▶ REQUIRED TASK
Copy out every one of the lines below word for word, but leave out the pictures.

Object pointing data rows
======
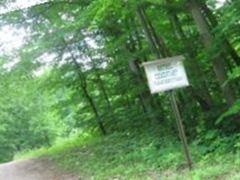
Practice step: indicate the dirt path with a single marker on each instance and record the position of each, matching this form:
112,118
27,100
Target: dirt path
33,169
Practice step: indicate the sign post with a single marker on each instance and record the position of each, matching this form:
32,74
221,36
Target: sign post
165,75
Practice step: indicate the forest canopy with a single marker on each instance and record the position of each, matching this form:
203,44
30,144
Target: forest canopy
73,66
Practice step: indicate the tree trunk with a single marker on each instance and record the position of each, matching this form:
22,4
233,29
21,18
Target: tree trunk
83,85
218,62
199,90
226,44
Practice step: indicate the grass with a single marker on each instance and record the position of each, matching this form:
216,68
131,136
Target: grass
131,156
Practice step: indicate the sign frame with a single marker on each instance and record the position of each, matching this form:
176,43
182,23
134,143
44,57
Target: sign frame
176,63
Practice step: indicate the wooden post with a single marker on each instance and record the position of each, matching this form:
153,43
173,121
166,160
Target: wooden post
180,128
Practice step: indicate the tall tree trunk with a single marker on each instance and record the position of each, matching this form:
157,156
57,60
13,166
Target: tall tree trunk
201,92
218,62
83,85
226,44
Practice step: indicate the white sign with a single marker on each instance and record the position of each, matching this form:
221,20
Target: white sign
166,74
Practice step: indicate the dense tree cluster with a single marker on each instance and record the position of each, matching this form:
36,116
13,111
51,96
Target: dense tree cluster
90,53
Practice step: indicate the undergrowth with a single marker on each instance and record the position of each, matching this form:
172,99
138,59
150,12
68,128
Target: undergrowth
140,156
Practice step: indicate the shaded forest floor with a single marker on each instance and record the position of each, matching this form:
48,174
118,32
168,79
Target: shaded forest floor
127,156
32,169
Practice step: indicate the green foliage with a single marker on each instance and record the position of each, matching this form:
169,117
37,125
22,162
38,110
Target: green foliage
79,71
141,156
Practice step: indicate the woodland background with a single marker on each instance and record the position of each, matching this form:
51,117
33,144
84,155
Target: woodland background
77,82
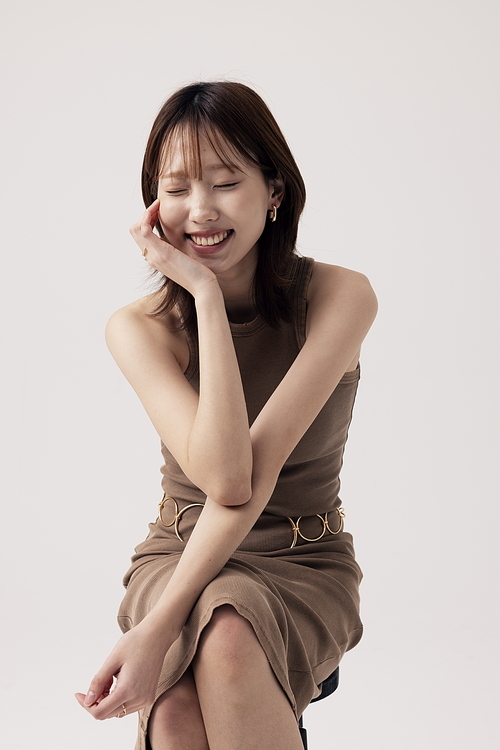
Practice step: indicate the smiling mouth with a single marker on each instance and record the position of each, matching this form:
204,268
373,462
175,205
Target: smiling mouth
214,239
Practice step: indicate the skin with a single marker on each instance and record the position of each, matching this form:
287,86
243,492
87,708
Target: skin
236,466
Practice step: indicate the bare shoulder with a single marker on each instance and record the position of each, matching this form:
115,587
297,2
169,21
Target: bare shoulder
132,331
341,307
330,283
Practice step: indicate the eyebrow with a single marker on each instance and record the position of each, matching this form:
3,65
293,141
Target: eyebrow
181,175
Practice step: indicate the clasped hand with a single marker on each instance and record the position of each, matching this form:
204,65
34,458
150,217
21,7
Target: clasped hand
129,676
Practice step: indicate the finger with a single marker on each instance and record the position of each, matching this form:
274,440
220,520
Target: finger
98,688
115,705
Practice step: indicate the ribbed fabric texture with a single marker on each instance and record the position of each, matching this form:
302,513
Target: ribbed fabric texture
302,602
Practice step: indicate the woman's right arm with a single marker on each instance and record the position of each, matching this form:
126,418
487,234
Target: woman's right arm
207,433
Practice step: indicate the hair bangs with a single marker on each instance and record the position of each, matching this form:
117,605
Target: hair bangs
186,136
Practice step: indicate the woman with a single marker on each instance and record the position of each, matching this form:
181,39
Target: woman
======
▶ TASK RESULT
Practice step: indicate the dirt path with a single marker on each instance and record the position of each, matching this form:
112,118
27,100
Target: dirt path
33,169
Practice step: indicate the sign post with a single marker on each instance and record the position of each, matching this form:
32,74
221,36
Target: sign post
165,75
Practice step: indicate the forest canopy with a single marker on each instance and record the position of each, matching this form:
203,44
30,144
Target: forest canopy
73,66
Practice step: indicate the tree trunk with a single marker on each instance and record the position of each, matching this form:
22,4
233,29
21,18
Target: tree trunk
83,85
218,62
199,90
226,44
Practice step: indicate the grass with a single marker on each instance and record the position of each, matching this form:
216,68
131,136
Target: grass
131,156
Practice step: indicate the sign frame with a single marker on each instance and record the position of each, matching this form:
176,43
182,23
134,143
44,57
Target: sign frame
176,63
Practice step: indicate the wooden post with a single marker on each instance and record the position of each, matching this form:
153,43
173,121
166,160
Target: wooden post
180,128
Practice step: indicate the tall tree trunk with a single marker on each instance and record the position of each, matching this form:
157,156
57,60
13,166
Target: tall tree trunk
201,92
218,62
83,85
226,44
Practice step: indicate the white sign with a single marker on each instance and record the position of each, matching this form:
221,20
Target: white sign
166,74
Practice step: indicate the dense tree cluster with a single marker on each instance and record the position of each, matching this form:
36,116
13,111
51,96
Target: dense tree cluster
90,53
Practice step: indicate the undergrowth with a single marker on each instance and record the position of each, matching this form:
172,99
138,59
150,12
68,128
Target: undergrowth
140,156
Practice step: indicate the shaded forest floor with a single marker on each instance and record the position of each, matching this form:
48,174
118,32
168,79
Target: shaded forest floor
127,156
32,169
Practice step: indicate the green foliage with a single marker on each instance and record the position of each, matching this form:
169,117
37,125
22,162
38,110
Target: green foliage
79,71
141,156
Practice step: indicate the woodland background with a single marker on each instance and record the position of each, matching this form:
51,117
33,144
84,155
Target: woodland background
77,82
Practice step: indicate the smiling mouth with a single marker on each instance and record the position of each, matching this form:
204,268
373,462
175,205
Target: smiling mouth
214,239
Practice step: indicate the skin with a single marker on each instance and record the position of each, matching this form:
287,86
243,492
87,708
Target: skin
236,466
Practice step: indicate the bare shoulder with a single marker on each instance and record the position of each, matching this form:
115,587
297,2
169,21
Target: bare shoulder
132,331
341,307
330,283
Practice step: indicate the eyebrow with a single marker on each instance and record the position of each, matching this form:
3,65
293,141
Target: eyebrow
181,175
Practice step: indicate the clasped hand with a single marker on each instance and record the position of each, matching this form:
204,65
34,458
150,217
21,7
Target: clasped hand
129,676
Practice step: indicate the finger with a single marker on each instance and record the position of each, matching this form:
274,440
220,520
Target: finger
98,688
115,705
Practice step: indicate the ribbed fabric texture with a single marker on each instance and record the position of each, matching this form:
302,513
Target: ribbed fabric texture
302,602
Practice step: indicate the woman's right arm with a single marker on each instance and record the position of each, matching this form:
126,418
487,234
Target: woman's right arm
207,433
Practice step: indicate the hair bangs with a single marker on each instance and record the position of each, matching this form:
117,605
Target: hair bangs
186,136
Practice step: indicate the woman with a single marker on each instance and record the position of each, matching this form:
181,39
Target: woman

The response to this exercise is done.